Problem A
According to the article on Georgia Southern's Heisman campaign for Adrian Peterson, how much did the school spend on the website and promotional CD-ROMs?
Problem B
Continue the article on Adrian Peterson's Heisman campaign at Georgia Southern, starting after its last sentence.

Excerpt provided
Unbeknownst to practically everybody outside the rural hamlet of Statesboro, Ga., early this summer Georgia Southern, a Division I-AA school, launched its Adrian Peterson for Heisman campaign. Georgia Southern emptied its athletic publicity budget by shelling out $5,500 to establish a website, apforheisman.com, and make and distribute nearly a thousand promotional CD-ROMs to Heisman voters. Then it was up to Peterson, a junior fullback, to run. And run. And run. He ran for 1,361 yards during the regular season and maintained his astounding streak of at least 100 yards rushing in every game of his college career. When the Heisman polls closed, 49 players had received votes. Peterson wasn't one of them. On Dec. 9, when the Heisman was handed to Florida State's Chris Weinke, Peterson was on a bus back to campus from the Savannah airport after the Eagles' semifinal playoff win over Delaware. He'd forgotten it was Heisman night.
The harsh reality is that Heisman campaigns for Division I-AA players have difficulty gaining traction. Assuming that Peterson stays at Georgia Southern for his senior year, he could end up rushing for more yards than any other college football player at any level-he trails career leader Ron Dayne of Wisconsin by 2,025 yards—yet most fans couldn't find A.P. without an APB. The uninformed didn't include the 17,156 spectators at Finley Stadium in Chattanooga, who last Saturday watched Georgia Southern defeat Montana 27-25 for its second straight Division I-AA title. Those hardy souls saw the 5'10", 212-pound Peterson rush 23 times for 148 yards and two touchdowns in a storm so nasty that at any moment one might have expected to spot George Clooney on a fishing boat. "It was a swamp out there," said Eagles quarterback J.R. Revere, "but A.P. is so driven to prove himself that he probably didn't notice it was raining."
Peterson acknowledges that the anonymity that comes with playing at a lesser known school such as Georgia Southern is one obstacle he has yet to learn to elude. Consider that two days after rushing for a Division I-AA playoff-record 333 yards against Massachusetts last season, Peterson went to New York City to accept the Walter Payton Award as his division's most valuable player. The emcee, former NFL receiver Charley Taylor, introduced the proud winner as "Antoine Patterson."

Source data
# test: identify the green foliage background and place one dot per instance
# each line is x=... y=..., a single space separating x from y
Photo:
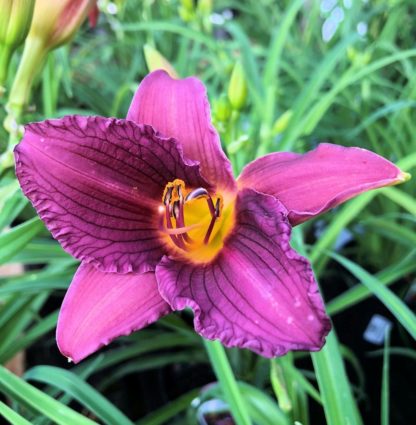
x=354 y=90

Task response A
$5,500.

Task response B
Alas, Adrian Peterson isn't even the highest-ranking football player in his own family. For now, anyway, that title rests with his older brother, Mike, a second-year starting linebacker with the Indianapolis Colts. After Adrian rushed for 4,949 yards and 65 touchdowns at Santa Fe High in Alachua, Fla., most recruiters expected him to join Mike at Florida, but the Gators already had future NFL backs Fred Taylor and Terry Jackson and couldn't find room in their backfield for Adrian. Other schools were discouraged by Peterson's lack of height or by the fact that he was a late academic qualifier. Also, his stuttering made it difficult for him to communicate with recruiters over the phone. He didn't receive a Division I-A scholarship offer.
Instead he was wooed by fellow Santa Fe High alumnus and former Georgia Southern quarterback Tracy Ham, an Eagles assistant coach at the time, who initially figured he had no hope of landing Peterson. He was wrong; Peterson had good reason not to look down on Division I-AA because he'd watched his cousin Freddie Solomon parlay a career at South Carolina State, another Division I-AA school, into a stint in the NFL. "I didn't care what level I competed on," Peterson says. "I just wanted a chance to prove I can be the best running back playing on Saturdays."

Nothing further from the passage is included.